* **Work item**: Give the records again, word for word.

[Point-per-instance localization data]
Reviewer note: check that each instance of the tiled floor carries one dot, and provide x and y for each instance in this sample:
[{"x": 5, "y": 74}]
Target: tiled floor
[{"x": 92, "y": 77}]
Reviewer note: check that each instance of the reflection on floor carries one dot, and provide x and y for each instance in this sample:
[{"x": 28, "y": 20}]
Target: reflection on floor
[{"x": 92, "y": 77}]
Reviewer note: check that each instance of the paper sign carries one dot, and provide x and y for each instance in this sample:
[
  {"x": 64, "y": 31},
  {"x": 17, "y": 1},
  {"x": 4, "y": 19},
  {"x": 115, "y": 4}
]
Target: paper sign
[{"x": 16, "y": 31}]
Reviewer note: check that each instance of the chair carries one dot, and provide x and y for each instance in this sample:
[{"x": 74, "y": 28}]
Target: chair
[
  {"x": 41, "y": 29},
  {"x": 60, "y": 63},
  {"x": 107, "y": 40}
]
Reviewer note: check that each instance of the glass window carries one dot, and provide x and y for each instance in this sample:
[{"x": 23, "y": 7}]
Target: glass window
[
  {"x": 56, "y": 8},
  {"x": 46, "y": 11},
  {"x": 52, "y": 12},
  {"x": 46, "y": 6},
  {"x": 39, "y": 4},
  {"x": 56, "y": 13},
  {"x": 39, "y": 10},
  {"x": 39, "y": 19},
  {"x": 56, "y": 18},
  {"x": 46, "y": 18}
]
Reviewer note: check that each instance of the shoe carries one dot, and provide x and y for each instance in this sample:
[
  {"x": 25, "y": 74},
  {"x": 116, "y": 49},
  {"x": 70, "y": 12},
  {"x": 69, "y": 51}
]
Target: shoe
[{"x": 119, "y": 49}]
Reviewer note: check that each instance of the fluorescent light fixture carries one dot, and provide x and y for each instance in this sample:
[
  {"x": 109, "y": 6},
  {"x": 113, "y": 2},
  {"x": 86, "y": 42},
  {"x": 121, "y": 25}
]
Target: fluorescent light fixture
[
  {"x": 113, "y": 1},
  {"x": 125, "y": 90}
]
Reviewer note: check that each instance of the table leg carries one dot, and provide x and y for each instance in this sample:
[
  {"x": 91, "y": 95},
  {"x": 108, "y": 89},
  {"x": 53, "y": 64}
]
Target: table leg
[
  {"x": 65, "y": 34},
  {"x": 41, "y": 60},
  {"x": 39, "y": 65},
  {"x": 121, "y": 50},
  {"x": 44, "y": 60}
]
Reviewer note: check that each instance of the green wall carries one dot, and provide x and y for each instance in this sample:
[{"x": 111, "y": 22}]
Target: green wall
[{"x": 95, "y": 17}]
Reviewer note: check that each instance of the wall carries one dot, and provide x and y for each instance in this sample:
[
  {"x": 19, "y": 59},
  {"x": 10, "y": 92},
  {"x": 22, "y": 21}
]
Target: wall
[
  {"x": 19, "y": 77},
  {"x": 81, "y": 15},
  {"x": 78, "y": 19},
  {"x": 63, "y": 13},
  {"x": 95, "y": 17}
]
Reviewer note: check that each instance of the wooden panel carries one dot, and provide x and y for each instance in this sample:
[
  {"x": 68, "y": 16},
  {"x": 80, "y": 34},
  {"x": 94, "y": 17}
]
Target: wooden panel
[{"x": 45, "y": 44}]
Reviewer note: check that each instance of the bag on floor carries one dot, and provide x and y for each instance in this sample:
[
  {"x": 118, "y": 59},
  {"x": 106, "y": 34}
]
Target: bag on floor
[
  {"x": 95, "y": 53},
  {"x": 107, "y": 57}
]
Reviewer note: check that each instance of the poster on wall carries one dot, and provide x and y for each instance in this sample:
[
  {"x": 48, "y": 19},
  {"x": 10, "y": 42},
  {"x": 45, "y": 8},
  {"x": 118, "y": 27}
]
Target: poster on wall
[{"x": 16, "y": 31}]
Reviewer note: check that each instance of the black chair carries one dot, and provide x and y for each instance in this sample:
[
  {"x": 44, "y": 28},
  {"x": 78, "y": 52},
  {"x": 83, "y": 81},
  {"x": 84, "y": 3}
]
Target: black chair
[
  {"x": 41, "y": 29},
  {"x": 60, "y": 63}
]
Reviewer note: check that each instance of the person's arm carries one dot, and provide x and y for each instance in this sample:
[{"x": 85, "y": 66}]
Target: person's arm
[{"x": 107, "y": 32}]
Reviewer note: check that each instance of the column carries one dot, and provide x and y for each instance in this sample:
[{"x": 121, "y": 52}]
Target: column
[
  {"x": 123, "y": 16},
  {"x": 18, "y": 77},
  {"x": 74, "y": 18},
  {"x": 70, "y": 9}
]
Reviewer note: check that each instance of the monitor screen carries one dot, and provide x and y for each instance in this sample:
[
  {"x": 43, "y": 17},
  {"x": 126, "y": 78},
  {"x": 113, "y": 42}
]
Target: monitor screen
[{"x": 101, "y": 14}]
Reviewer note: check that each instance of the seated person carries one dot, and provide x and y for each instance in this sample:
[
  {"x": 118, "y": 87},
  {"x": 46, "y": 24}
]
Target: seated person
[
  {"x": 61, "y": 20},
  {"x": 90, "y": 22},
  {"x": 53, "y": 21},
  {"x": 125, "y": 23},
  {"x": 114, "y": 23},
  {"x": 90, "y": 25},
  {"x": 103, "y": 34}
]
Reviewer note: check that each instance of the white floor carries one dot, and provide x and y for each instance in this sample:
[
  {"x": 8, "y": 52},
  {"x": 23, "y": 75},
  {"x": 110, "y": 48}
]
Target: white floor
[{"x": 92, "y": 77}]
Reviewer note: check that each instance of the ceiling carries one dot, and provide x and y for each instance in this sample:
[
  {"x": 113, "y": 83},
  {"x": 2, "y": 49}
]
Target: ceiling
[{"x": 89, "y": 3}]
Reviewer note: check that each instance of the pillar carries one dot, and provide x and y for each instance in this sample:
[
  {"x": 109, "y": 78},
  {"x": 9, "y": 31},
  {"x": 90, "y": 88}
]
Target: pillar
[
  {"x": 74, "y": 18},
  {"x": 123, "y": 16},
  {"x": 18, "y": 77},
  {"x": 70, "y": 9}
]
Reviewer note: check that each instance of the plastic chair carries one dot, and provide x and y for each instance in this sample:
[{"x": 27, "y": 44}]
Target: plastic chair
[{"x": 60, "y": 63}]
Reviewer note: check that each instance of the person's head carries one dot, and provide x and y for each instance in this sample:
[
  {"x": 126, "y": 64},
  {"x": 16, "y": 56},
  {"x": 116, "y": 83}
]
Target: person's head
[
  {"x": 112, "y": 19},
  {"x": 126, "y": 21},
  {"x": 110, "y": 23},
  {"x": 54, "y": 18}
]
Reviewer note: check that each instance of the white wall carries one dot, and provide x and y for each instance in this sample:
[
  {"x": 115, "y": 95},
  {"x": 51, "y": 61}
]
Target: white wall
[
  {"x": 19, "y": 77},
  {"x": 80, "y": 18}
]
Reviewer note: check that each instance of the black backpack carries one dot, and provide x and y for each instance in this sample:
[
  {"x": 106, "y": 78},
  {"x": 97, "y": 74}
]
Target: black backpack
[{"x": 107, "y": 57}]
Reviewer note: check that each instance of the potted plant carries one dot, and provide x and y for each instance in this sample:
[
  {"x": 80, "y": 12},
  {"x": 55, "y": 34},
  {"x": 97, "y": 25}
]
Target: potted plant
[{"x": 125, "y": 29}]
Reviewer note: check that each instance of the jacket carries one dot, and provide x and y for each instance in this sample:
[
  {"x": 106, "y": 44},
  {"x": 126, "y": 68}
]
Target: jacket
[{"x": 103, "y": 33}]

* **Answer space**:
Reviewer note: check that each instance of the tiled floor carries one dot, and provide x and y for each instance in this sample:
[{"x": 5, "y": 74}]
Target: tiled floor
[{"x": 92, "y": 77}]
Reviewer note: check that each instance of the reflection on floor carries one dot, and provide x and y for each instance in this sample:
[{"x": 28, "y": 20}]
Target: reflection on floor
[{"x": 92, "y": 77}]
Reviewer note: check that each instance of the paper sign carries one dot, and provide x and y for each instance in this sample:
[
  {"x": 64, "y": 31},
  {"x": 17, "y": 1},
  {"x": 4, "y": 19},
  {"x": 115, "y": 4}
]
Target: paper sign
[{"x": 16, "y": 31}]
Reviewer note: check that each instance of the chair carries one dot, and provide x and y for each instance in this sample:
[{"x": 74, "y": 28}]
Target: chair
[
  {"x": 41, "y": 29},
  {"x": 60, "y": 63},
  {"x": 107, "y": 40}
]
Reviewer note: check that each instance of the glass window carries one dot, and provide x and y for each instance in this sample:
[{"x": 23, "y": 7}]
Target: glass window
[
  {"x": 56, "y": 8},
  {"x": 46, "y": 11},
  {"x": 52, "y": 12},
  {"x": 46, "y": 6},
  {"x": 39, "y": 4},
  {"x": 56, "y": 13},
  {"x": 39, "y": 10},
  {"x": 39, "y": 19},
  {"x": 56, "y": 18},
  {"x": 46, "y": 18}
]
Reviewer note: check that each instance of the shoe carries one dot, and provide x and y for each instance in this sample:
[
  {"x": 25, "y": 74},
  {"x": 116, "y": 49},
  {"x": 70, "y": 12},
  {"x": 69, "y": 51}
]
Target: shoe
[{"x": 119, "y": 49}]
Reviewer note: check that each instance of the fluorescent light fixture carries one dot, and provide x and y for each instance in this sample:
[
  {"x": 109, "y": 6},
  {"x": 113, "y": 2},
  {"x": 86, "y": 42},
  {"x": 121, "y": 25}
]
Target: fluorescent light fixture
[
  {"x": 113, "y": 1},
  {"x": 125, "y": 90}
]
Reviewer note: check that each instance of the table leg carries one dot, and provide x and y for each instance in this sample:
[
  {"x": 91, "y": 95},
  {"x": 108, "y": 89},
  {"x": 53, "y": 64}
]
Target: table leg
[
  {"x": 65, "y": 34},
  {"x": 41, "y": 60},
  {"x": 39, "y": 65},
  {"x": 121, "y": 50},
  {"x": 44, "y": 60}
]
Reviewer note: check that each instance of the green wall carries one dot, and provide x and y for each instance in this sample:
[{"x": 111, "y": 22}]
Target: green wall
[{"x": 95, "y": 17}]
Reviewer note: check that each instance of the wall carries one dot, and provide x and y for each instance in this sample:
[
  {"x": 19, "y": 59},
  {"x": 10, "y": 92},
  {"x": 22, "y": 21}
]
Target: wall
[
  {"x": 19, "y": 77},
  {"x": 81, "y": 15},
  {"x": 78, "y": 19},
  {"x": 63, "y": 13},
  {"x": 95, "y": 17}
]
Reviewer note: check that each instance of the wooden panel carries one dot, and provide x and y for each instance in this sample:
[
  {"x": 68, "y": 16},
  {"x": 80, "y": 34},
  {"x": 94, "y": 17}
]
Target: wooden panel
[{"x": 45, "y": 44}]
Reviewer note: check that each instance of the bag on floor carries one dot, and provide x and y for each instance in this sample:
[
  {"x": 118, "y": 59},
  {"x": 106, "y": 34}
]
Target: bag on floor
[
  {"x": 95, "y": 53},
  {"x": 107, "y": 57}
]
Reviewer note: check that each instance of the poster on wall carries one dot, and provide x and y for each instance in this sample:
[
  {"x": 48, "y": 19},
  {"x": 10, "y": 42},
  {"x": 45, "y": 8},
  {"x": 118, "y": 27}
]
Target: poster on wall
[{"x": 16, "y": 31}]
Reviewer note: check that each instance of the black chair carries one dot, and provide x and y for each instance in this sample:
[
  {"x": 44, "y": 28},
  {"x": 78, "y": 52},
  {"x": 83, "y": 81},
  {"x": 84, "y": 3}
]
Target: black chair
[
  {"x": 41, "y": 29},
  {"x": 60, "y": 63}
]
Reviewer note: check that each instance of the person's arm carries one dot, and provide x and y for each instance in this sample:
[{"x": 85, "y": 66}]
Target: person's arm
[{"x": 107, "y": 32}]
Reviewer note: check that each instance of the column carries one dot, and provide x and y for each instance in this sample:
[{"x": 121, "y": 52}]
Target: column
[
  {"x": 123, "y": 16},
  {"x": 18, "y": 77},
  {"x": 74, "y": 18},
  {"x": 70, "y": 9}
]
Reviewer note: check that each instance of the monitor screen carries one dot, and provide x and y for each instance in this sample:
[
  {"x": 43, "y": 17},
  {"x": 126, "y": 78},
  {"x": 113, "y": 42}
]
Target: monitor screen
[{"x": 101, "y": 14}]
Reviewer note: check that each instance of the seated person carries one dot, and provide x and y for each instance in this sample:
[
  {"x": 118, "y": 87},
  {"x": 46, "y": 24}
]
Target: seated person
[
  {"x": 61, "y": 20},
  {"x": 90, "y": 22},
  {"x": 53, "y": 21},
  {"x": 125, "y": 23},
  {"x": 114, "y": 23},
  {"x": 90, "y": 25},
  {"x": 103, "y": 34}
]
Reviewer note: check that each instance of the white floor carries one dot, and provide x and y for each instance in this sample:
[
  {"x": 8, "y": 52},
  {"x": 23, "y": 75},
  {"x": 110, "y": 48}
]
Target: white floor
[{"x": 92, "y": 77}]
Reviewer note: check that each instance of the ceiling carries one dot, and provide x and y for each instance in this sample:
[
  {"x": 113, "y": 83},
  {"x": 2, "y": 49}
]
Target: ceiling
[{"x": 89, "y": 3}]
Reviewer note: check that each instance of the pillar carries one dot, and provide x and y for each instance in this sample:
[
  {"x": 109, "y": 78},
  {"x": 9, "y": 31},
  {"x": 90, "y": 88}
]
Target: pillar
[
  {"x": 74, "y": 18},
  {"x": 123, "y": 16},
  {"x": 18, "y": 77},
  {"x": 70, "y": 9}
]
Reviewer note: check that each instance of the plastic chair carries one dot, and provide x and y for each instance in this sample:
[{"x": 27, "y": 44}]
Target: plastic chair
[{"x": 60, "y": 63}]
Reviewer note: check that each instance of the person's head carries one dot, and provide x and y for each instance in this sample:
[
  {"x": 126, "y": 64},
  {"x": 16, "y": 56},
  {"x": 116, "y": 83}
]
Target: person's head
[
  {"x": 112, "y": 19},
  {"x": 126, "y": 21},
  {"x": 110, "y": 23},
  {"x": 54, "y": 18}
]
Reviewer note: check that each instance of the white wall carries one dot, and provide x and y for each instance in this sample:
[
  {"x": 115, "y": 95},
  {"x": 51, "y": 61}
]
Target: white wall
[
  {"x": 19, "y": 77},
  {"x": 80, "y": 18}
]
Reviewer note: check that each instance of the black backpack carries one dot, and provide x and y for each instance in this sample:
[
  {"x": 106, "y": 78},
  {"x": 97, "y": 74}
]
Target: black backpack
[{"x": 107, "y": 57}]
Reviewer note: check that each instance of the potted plant carries one dot, and provide x and y for each instance in this sample:
[
  {"x": 80, "y": 12},
  {"x": 55, "y": 34},
  {"x": 97, "y": 25}
]
Target: potted plant
[{"x": 125, "y": 29}]
Reviewer note: check that each instance of the jacket carries one dot, and provide x and y for each instance in this sample:
[
  {"x": 106, "y": 44},
  {"x": 126, "y": 68}
]
Target: jacket
[{"x": 103, "y": 33}]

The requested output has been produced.